■ **Brief**
In the blog post on fountain pen maintenance, what did the writer try before using brass sheets on the tines?

Monthly Archives: April 2016

Thin Bits of Ruination

I bought a pen because I knew I wouldn’t be afraid to ruin it. Today I tried to ruin it.

The rabbit hole that is pen addiction consists of several steps that lead the addict from “Who the hell would ever use a fountain pen” to “why would anyone ever use anything but a handcrafted fountain pen made of gold harvested from asteroids”? (Something like that.)

One of the steps involves taking control of your pens by learning to do basic maintenance on them. This step usually comes after the step where you start using bottled ink and well after you learn what a good pen feels like. At this point you learn to straighten nibs and widen the gap between the tines and maybe even change nibs. You also remove the nib for cleaning.

In my case I’ve been interested in learning some basic nib care and to do so I bought a cheap fountain pen that I’m not afraid to ruin. My plan was to use a few tools I’ve acquired over time to tweak the pen and make it better and then change inks. That said, if it had been perfect I wouldn’t have messed with it, but it was kind of dry and didn’t like working on smooth paper.

I tried soaking it in pen flush but that didn’t work so I finally decided to try some brass sheets I acquired a while ago to clean out the tines and, hopefully, make the ink flow smoothly.

■ **Given information**
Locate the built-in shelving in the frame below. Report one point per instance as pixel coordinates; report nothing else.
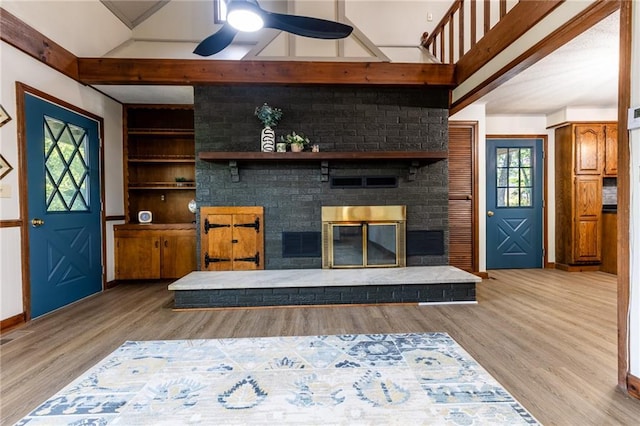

■ **Task answer**
Soaking the pen in pen flush.